* **Supplied material**:
........

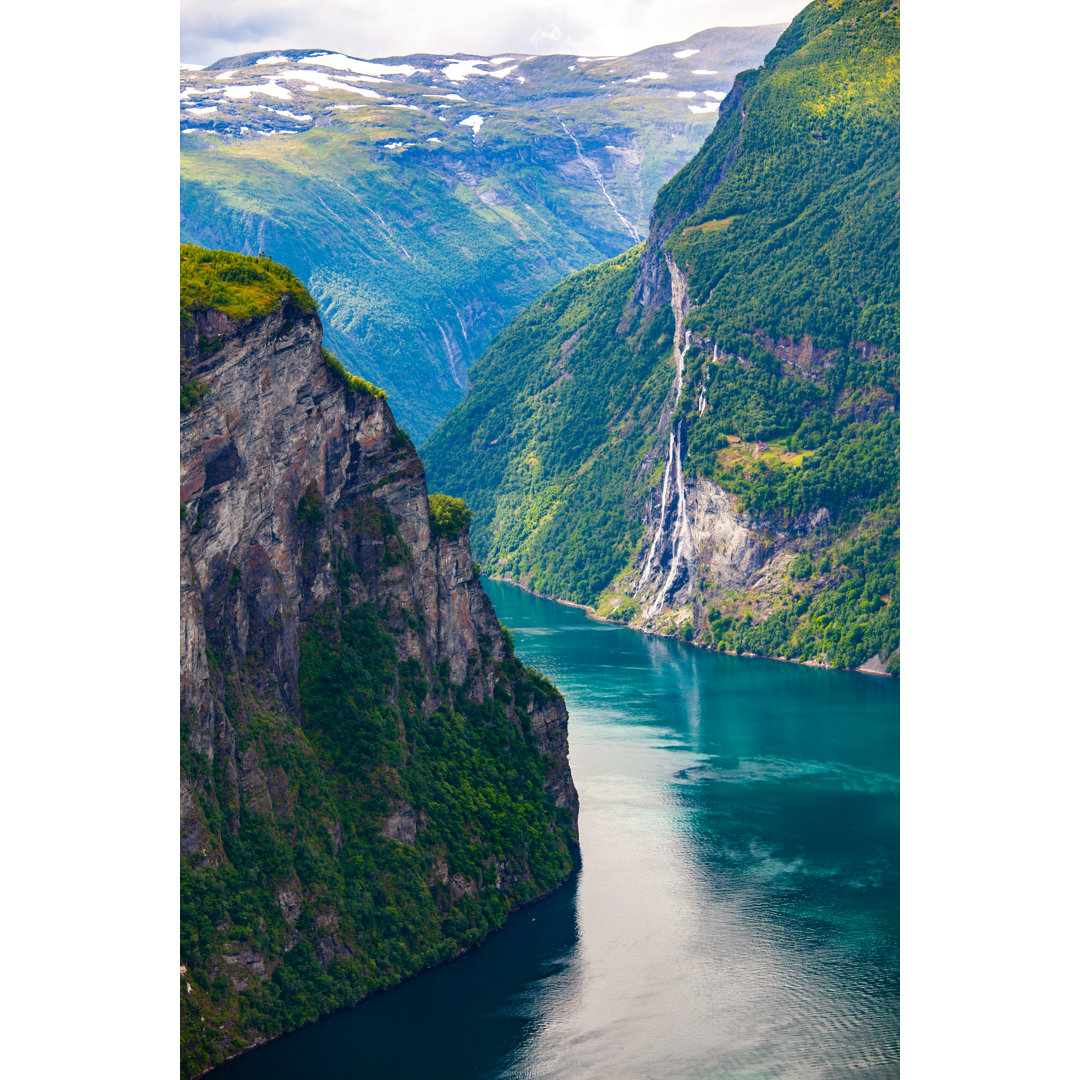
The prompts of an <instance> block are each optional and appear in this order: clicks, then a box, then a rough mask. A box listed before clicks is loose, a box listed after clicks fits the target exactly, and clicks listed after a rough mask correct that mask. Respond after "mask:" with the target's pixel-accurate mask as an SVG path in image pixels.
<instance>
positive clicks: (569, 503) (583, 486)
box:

........

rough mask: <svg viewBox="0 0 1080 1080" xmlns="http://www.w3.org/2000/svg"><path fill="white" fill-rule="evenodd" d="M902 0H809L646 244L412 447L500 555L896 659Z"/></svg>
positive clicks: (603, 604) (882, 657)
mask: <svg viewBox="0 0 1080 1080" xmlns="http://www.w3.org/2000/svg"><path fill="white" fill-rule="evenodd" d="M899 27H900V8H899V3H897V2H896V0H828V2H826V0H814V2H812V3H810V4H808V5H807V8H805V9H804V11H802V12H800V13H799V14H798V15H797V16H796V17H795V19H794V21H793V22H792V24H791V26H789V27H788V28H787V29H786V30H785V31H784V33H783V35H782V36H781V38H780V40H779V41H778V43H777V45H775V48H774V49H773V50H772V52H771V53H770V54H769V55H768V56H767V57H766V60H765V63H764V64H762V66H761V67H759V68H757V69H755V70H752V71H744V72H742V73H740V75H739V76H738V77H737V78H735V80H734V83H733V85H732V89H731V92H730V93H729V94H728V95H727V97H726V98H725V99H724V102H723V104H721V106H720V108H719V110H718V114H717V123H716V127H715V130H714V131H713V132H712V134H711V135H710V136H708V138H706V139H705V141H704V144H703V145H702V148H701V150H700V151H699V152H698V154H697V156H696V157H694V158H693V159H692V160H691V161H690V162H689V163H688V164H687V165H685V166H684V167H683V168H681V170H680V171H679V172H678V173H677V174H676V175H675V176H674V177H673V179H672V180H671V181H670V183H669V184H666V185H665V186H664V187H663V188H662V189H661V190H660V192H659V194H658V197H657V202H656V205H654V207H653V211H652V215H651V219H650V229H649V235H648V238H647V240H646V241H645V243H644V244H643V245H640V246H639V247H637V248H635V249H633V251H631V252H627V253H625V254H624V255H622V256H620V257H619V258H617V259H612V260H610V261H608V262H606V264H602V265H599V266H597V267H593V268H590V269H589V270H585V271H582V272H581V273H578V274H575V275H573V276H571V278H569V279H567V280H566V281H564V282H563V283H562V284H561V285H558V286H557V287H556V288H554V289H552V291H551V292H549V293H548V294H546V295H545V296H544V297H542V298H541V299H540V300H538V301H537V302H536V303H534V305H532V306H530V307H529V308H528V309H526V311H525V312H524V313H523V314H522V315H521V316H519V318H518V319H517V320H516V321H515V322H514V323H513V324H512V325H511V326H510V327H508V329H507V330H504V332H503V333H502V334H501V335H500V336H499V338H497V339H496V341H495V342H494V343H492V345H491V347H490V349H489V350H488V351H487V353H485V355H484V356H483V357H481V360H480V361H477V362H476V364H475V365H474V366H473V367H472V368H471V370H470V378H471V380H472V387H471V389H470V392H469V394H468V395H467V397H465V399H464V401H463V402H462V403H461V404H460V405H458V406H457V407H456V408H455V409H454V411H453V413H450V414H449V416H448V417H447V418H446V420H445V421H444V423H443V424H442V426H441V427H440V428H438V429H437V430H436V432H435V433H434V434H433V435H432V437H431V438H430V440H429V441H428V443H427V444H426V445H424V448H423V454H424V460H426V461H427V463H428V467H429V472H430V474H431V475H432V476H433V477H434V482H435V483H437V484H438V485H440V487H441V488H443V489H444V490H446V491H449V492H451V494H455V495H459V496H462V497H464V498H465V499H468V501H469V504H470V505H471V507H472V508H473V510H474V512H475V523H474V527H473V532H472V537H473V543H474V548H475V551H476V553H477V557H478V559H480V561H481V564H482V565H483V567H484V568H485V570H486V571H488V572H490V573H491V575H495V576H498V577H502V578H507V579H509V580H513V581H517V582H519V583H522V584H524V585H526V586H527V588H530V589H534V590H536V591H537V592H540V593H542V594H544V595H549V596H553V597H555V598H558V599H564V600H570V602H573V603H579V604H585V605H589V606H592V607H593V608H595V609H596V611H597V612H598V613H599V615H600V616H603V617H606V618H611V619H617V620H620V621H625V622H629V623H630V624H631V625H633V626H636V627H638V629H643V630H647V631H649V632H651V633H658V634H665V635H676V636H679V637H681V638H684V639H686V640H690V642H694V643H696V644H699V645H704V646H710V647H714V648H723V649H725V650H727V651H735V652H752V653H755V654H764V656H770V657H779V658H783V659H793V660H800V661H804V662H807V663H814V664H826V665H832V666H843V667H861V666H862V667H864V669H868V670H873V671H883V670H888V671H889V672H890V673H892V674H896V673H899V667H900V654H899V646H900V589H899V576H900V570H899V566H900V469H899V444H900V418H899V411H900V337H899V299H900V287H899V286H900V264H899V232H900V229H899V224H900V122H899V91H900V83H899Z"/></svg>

........

* **Activity**:
Going through the records above, state how many lines carry "instance", with no other text.

* **Answer for this exercise**:
2